Available data:
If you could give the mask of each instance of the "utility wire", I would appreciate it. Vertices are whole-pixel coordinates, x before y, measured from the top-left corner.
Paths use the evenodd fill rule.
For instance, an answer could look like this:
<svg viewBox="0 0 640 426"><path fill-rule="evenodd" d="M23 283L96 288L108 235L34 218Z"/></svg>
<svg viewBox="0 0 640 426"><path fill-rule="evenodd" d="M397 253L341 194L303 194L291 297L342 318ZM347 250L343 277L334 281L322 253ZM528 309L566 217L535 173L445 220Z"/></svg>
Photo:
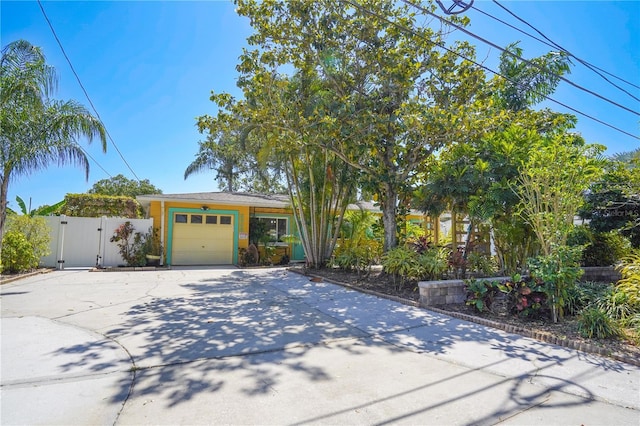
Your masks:
<svg viewBox="0 0 640 426"><path fill-rule="evenodd" d="M76 146L77 146L78 148L80 148L80 150L81 150L82 152L84 152L84 155L86 155L86 156L87 156L87 157L89 157L89 158L90 158L94 163L96 163L96 165L97 165L98 167L100 167L100 169L102 169L102 171L103 171L103 172L105 172L107 176L109 176L110 178L112 178L112 177L113 177L113 176L111 176L111 173L109 173L108 171L106 171L106 170L104 169L104 167L102 167L102 165L101 165L100 163L98 163L98 162L96 161L96 159L95 159L95 158L93 158L93 157L91 156L91 154L89 154L89 152L87 152L87 150L86 150L86 149L84 149L84 148L83 148L79 143L76 143Z"/></svg>
<svg viewBox="0 0 640 426"><path fill-rule="evenodd" d="M381 20L383 20L383 21L387 22L388 24L393 25L393 26L395 26L396 28L399 28L400 30L402 30L402 31L404 31L404 32L408 32L408 33L413 34L414 36L416 36L416 37L418 37L418 38L421 38L422 40L425 40L425 41L427 41L427 42L429 42L429 43L431 43L431 44L434 44L434 45L436 45L436 46L440 47L441 49L444 49L444 50L448 51L449 53L453 53L454 55L458 56L459 58L462 58L462 59L464 59L464 60L466 60L466 61L469 61L470 63L472 63L472 64L474 64L474 65L476 65L476 66L478 66L478 67L480 67L480 68L482 68L482 69L484 69L484 70L486 70L486 71L489 71L490 73L492 73L492 74L494 74L494 75L497 75L498 77L501 77L501 78L503 78L503 79L507 80L507 81L508 81L508 82L510 82L510 83L515 83L515 82L514 82L512 79L510 79L509 77L504 76L504 75L500 74L499 72L492 70L491 68L487 67L486 65L480 64L480 63L478 63L477 61L475 61L475 60L473 60L473 59L471 59L471 58L467 58L466 56L464 56L464 55L462 55L462 54L460 54L460 53L458 53L458 52L456 52L456 51L453 51L453 50L449 49L448 47L446 47L446 46L444 46L444 45L437 44L437 43L435 43L435 42L433 42L433 41L431 41L431 40L429 40L429 39L427 39L427 38L423 37L422 35L418 34L418 33L417 33L417 32L415 32L414 30L412 30L412 29L410 29L410 28L407 28L407 27L405 27L405 26L403 26L403 25L400 25L400 24L398 24L398 23L396 23L396 22L390 21L389 19L387 19L386 17L384 17L384 16L382 16L382 15L380 15L380 14L378 14L378 13L372 12L371 10L365 9L364 7L362 7L362 6L361 6L361 5L359 5L359 4L353 3L351 0L340 0L340 1L341 1L341 2L343 2L343 3L347 3L347 4L349 4L349 5L353 6L353 7L355 7L356 9L359 9L359 10L361 10L361 11L363 11L363 12L365 12L365 13L367 13L367 14L371 15L371 16L374 16L374 17L376 17L376 18L378 18L378 19L381 19ZM536 93L537 93L537 92L536 92ZM545 99L547 99L548 101L551 101L551 102L553 102L553 103L556 103L556 104L558 104L558 105L560 105L560 106L563 106L563 107L567 108L567 109L568 109L568 110L570 110L570 111L575 112L576 114L580 114L580 115L582 115L583 117L589 118L589 119L591 119L591 120L593 120L593 121L595 121L595 122L597 122L597 123L600 123L600 124L602 124L602 125L604 125L604 126L607 126L607 127L611 128L611 129L613 129L613 130L616 130L616 131L618 131L618 132L620 132L620 133L623 133L623 134L625 134L625 135L627 135L627 136L630 136L630 137L632 137L632 138L634 138L634 139L638 139L638 140L640 140L640 137L639 137L639 136L636 136L636 135L634 135L634 134L632 134L632 133L629 133L629 132L627 132L627 131L625 131L625 130L622 130L622 129L620 129L620 128L618 128L618 127L616 127L616 126L612 125L612 124L609 124L609 123L607 123L607 122L605 122L605 121L602 121L602 120L600 120L600 119L598 119L598 118L596 118L596 117L593 117L592 115L589 115L589 114L587 114L587 113L584 113L584 112L582 112L582 111L579 111L579 110L577 110L577 109L575 109L575 108L573 108L573 107L570 107L569 105L566 105L566 104L564 104L564 103L562 103L562 102L560 102L560 101L557 101L557 100L555 100L555 99L553 99L553 98L551 98L551 97L549 97L549 96L547 96L547 95L544 95L544 94L542 94L542 93L537 93L537 94L541 95L542 97L544 97L544 98L545 98Z"/></svg>
<svg viewBox="0 0 640 426"><path fill-rule="evenodd" d="M607 83L611 84L611 85L612 85L612 86L614 86L615 88L617 88L617 89L621 90L622 92L626 93L627 95L631 96L631 97L632 97L633 99L635 99L636 101L640 101L640 98L636 97L635 95L633 95L632 93L628 92L628 91L627 91L627 90L625 90L624 88L622 88L622 87L618 86L617 84L615 84L614 82L612 82L611 80L609 80L607 77L605 77L602 73L605 73L605 74L607 74L607 75L609 75L609 76L611 76L611 77L613 77L613 78L616 78L616 79L618 79L618 80L620 80L620 81L622 81L622 82L625 82L625 83L627 83L628 85L633 86L633 87L636 87L636 88L638 88L638 89L640 89L640 86L638 86L638 85L636 85L636 84L634 84L634 83L631 83L631 82L629 82L629 81L627 81L627 80L625 80L625 79L623 79L623 78L621 78L621 77L618 77L617 75L612 74L612 73L610 73L610 72L608 72L608 71L606 71L606 70L603 70L602 68L597 67L597 66L595 66L595 65L593 65L593 64L591 64L591 63L589 63L589 62L587 62L587 61L585 61L585 60L583 60L583 59L578 58L576 55L574 55L573 53L569 52L567 49L565 49L564 47L560 46L560 45L559 45L558 43L556 43L555 41L551 40L551 39L550 39L549 37L547 37L547 36L546 36L542 31L538 30L536 27L534 27L533 25L531 25L529 22L527 22L526 20L524 20L524 19L520 18L518 15L516 15L515 13L513 13L511 10L507 9L507 7L506 7L506 6L501 5L501 4L500 4L500 3L498 3L496 0L493 0L493 2L494 2L496 5L498 5L500 8L502 8L504 11L506 11L509 15L513 16L513 17L514 17L514 18L516 18L518 21L520 21L520 22L522 22L523 24L527 25L529 28L533 29L535 32L537 32L541 37L543 37L543 38L544 38L545 40L547 40L547 41L541 40L541 39L539 39L538 37L536 37L536 36L534 36L534 35L531 35L531 34L527 33L526 31L523 31L523 30L521 30L520 28L517 28L517 27L515 27L515 26L513 26L513 25L511 25L511 24L509 24L509 23L507 23L507 22L505 22L505 21L503 21L503 20L501 20L501 19L499 19L499 18L496 18L495 16L493 16L493 15L491 15L491 14L489 14L489 13L483 12L482 10L480 10L480 9L478 9L478 8L476 8L476 7L473 7L473 9L474 9L475 11L477 11L477 12L480 12L480 13L482 13L482 14L486 15L486 16L489 16L489 17L490 17L490 18L492 18L492 19L495 19L496 21L498 21L498 22L500 22L500 23L502 23L502 24L504 24L504 25L507 25L508 27L513 28L513 29L514 29L514 30L516 30L516 31L521 32L522 34L525 34L525 35L527 35L527 36L529 36L529 37L533 38L534 40L537 40L537 41L539 41L539 42L541 42L541 43L544 43L544 44L546 44L547 46L550 46L550 47L555 48L555 49L560 49L562 52L564 52L564 53L566 53L567 55L571 56L571 57L572 57L572 58L574 58L576 61L580 62L582 65L584 65L585 67L587 67L588 69L590 69L591 71L593 71L594 73L596 73L597 75L599 75L599 76L600 76L602 79L604 79Z"/></svg>
<svg viewBox="0 0 640 426"><path fill-rule="evenodd" d="M453 22L451 22L451 21L448 21L448 20L446 20L446 19L442 18L441 16L436 15L435 13L433 13L433 12L431 12L431 11L429 11L429 10L425 9L424 7L422 7L422 6L420 6L420 5L417 5L417 4L415 4L415 3L412 3L412 2L410 2L409 0L401 0L401 1L402 1L403 3L405 3L405 4L409 5L409 6L412 6L412 7L416 8L416 9L418 9L418 10L422 11L423 13L425 13L425 14L427 14L427 15L429 15L429 16L433 16L434 18L436 18L436 19L440 20L440 22L442 22L443 24L446 24L446 25L449 25L449 26L451 26L451 27L454 27L454 28L456 28L456 29L458 29L458 30L462 31L463 33L467 34L468 36L471 36L471 37L473 37L473 38L475 38L475 39L477 39L477 40L480 40L481 42L483 42L483 43L485 43L485 44L488 44L489 46L491 46L491 47L493 47L493 48L495 48L495 49L498 49L498 50L500 50L501 52L504 52L504 53L506 53L506 54L508 54L508 55L510 55L510 56L512 56L512 57L514 57L514 58L516 58L516 59L519 59L520 61L524 62L524 63L525 63L525 64L527 64L527 65L533 66L533 67L535 67L535 68L539 69L539 70L540 70L540 71L542 71L542 72L547 72L547 73L549 73L549 74L552 74L553 76L558 77L560 80L562 80L562 81L564 81L564 82L566 82L566 83L569 83L570 85L572 85L572 86L574 86L574 87L576 87L576 88L578 88L578 89L580 89L580 90L582 90L582 91L584 91L584 92L587 92L587 93L589 93L589 94L591 94L591 95L593 95L593 96L596 96L597 98L600 98L600 99L602 99L603 101L606 101L606 102L608 102L608 103L610 103L610 104L612 104L612 105L615 105L615 106L617 106L618 108L624 109L625 111L628 111L628 112L630 112L630 113L632 113L632 114L634 114L634 115L640 116L640 112L635 111L635 110L633 110L633 109L631 109L631 108L627 108L627 107L626 107L626 106L624 106L624 105L620 105L619 103L614 102L614 101L612 101L611 99L608 99L608 98L606 98L606 97L604 97L604 96L602 96L602 95L600 95L600 94L598 94L598 93L596 93L596 92L594 92L594 91L592 91L592 90L589 90L589 89L587 89L587 88L585 88L585 87L582 87L582 86L580 86L579 84L576 84L576 83L572 82L571 80L568 80L567 78L565 78L565 77L563 77L563 76L561 76L561 75L559 75L559 74L551 73L551 72L549 72L548 70L546 70L546 69L544 69L543 67L541 67L540 65L535 64L535 63L533 63L533 62L531 62L531 61L529 61L529 60L527 60L527 59L525 59L525 58L523 58L523 57L521 57L521 56L518 56L518 55L516 55L515 53L509 52L508 50L504 49L503 47L500 47L500 46L498 46L497 44L495 44L495 43L493 43L493 42L491 42L491 41L489 41L489 40L487 40L487 39L485 39L485 38L483 38L483 37L480 37L479 35L477 35L477 34L475 34L475 33L472 33L471 31L467 30L466 28L464 28L464 27L462 27L462 26L460 26L460 25L458 25L458 24L455 24L455 23L453 23Z"/></svg>
<svg viewBox="0 0 640 426"><path fill-rule="evenodd" d="M64 47L62 47L62 42L60 42L60 39L58 38L58 35L56 34L56 31L53 29L53 25L51 24L51 21L49 20L49 17L47 16L47 13L45 12L44 7L42 6L42 2L40 0L38 0L38 6L40 6L40 10L42 11L42 14L44 15L44 19L47 21L47 24L49 24L49 28L51 29L51 32L53 33L53 37L55 37L56 41L58 42L58 46L60 46L60 50L62 50L62 54L64 55L65 59L67 60L67 63L69 64L69 67L71 67L71 71L73 72L73 75L76 77L76 80L78 81L78 84L80 85L80 88L82 89L82 91L84 92L84 95L86 96L87 100L89 101L89 104L91 105L91 108L93 109L93 112L96 114L96 117L98 117L98 120L100 120L100 122L102 123L102 126L104 127L104 130L105 130L105 132L107 134L107 137L109 138L109 141L111 142L111 145L113 145L113 147L116 149L116 152L120 155L120 158L122 159L122 161L124 161L124 164L127 166L129 171L131 172L131 174L133 174L133 176L136 178L136 180L138 182L140 182L140 178L138 177L138 175L136 175L136 172L133 171L133 169L131 168L131 166L127 162L127 160L124 158L124 156L122 155L122 152L120 152L120 150L118 149L118 146L116 145L116 143L113 141L113 138L109 134L109 130L107 130L107 126L105 126L104 122L102 121L102 118L100 118L100 114L98 113L98 110L93 105L93 102L91 101L91 98L89 97L89 93L87 93L87 90L84 88L84 85L82 84L82 81L80 81L80 77L78 76L78 73L76 72L75 68L73 67L73 64L71 63L71 60L67 56L67 52L64 50ZM89 157L91 158L91 156L89 156ZM93 161L96 161L96 160L93 160ZM96 164L98 164L97 161L96 161ZM104 170L104 168L102 168L102 166L100 166L100 168L102 170ZM105 171L105 173L106 173L106 171ZM109 175L111 177L111 175L109 173L107 173L107 175Z"/></svg>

To do: Read through the data and copy every line where "instance" shows up.

Exercise response:
If you could give the mask of each instance of the "utility wire", I would appreciate it. Vertices are whole-pixel coordinates, x before y, measured from the top-left corner.
For instance, an answer could look like this:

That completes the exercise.